## Prompt:
Every line holding the word "below" should be copied from the material.

## Records for this exercise:
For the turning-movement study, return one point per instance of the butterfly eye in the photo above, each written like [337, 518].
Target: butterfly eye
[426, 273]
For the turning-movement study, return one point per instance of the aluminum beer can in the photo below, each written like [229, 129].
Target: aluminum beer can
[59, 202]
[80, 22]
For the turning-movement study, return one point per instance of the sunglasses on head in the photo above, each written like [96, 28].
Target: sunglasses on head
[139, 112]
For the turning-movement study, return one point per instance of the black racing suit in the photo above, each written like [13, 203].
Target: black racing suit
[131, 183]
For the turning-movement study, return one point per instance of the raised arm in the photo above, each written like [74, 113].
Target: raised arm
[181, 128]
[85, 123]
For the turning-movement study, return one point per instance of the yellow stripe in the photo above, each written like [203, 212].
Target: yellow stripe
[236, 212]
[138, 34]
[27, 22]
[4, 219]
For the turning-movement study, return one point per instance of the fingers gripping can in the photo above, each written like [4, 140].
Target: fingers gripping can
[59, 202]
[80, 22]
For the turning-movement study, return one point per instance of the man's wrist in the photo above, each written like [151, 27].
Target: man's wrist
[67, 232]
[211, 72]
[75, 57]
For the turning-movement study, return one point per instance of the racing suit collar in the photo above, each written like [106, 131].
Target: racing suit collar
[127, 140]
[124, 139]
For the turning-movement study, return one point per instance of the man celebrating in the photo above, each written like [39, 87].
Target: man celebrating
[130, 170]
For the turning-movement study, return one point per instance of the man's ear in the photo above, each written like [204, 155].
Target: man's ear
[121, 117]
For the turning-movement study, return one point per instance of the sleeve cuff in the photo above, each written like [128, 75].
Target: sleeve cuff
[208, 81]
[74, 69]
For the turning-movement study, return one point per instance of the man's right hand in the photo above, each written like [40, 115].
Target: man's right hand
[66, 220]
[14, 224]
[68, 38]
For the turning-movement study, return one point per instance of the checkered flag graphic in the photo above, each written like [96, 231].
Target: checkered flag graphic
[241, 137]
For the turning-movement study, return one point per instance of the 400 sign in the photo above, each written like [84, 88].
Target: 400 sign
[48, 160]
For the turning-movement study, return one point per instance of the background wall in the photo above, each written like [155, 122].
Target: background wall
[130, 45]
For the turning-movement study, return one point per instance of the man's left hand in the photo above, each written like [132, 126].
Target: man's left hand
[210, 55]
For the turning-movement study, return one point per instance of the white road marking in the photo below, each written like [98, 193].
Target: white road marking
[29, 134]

## Response for this exercise:
For the turning-movement study, return one point per instance of the aluminum beer can in the photo below, each written like [229, 129].
For the turning-movement study, return one point per instance of the white road marking in the photo below, each written like [98, 193].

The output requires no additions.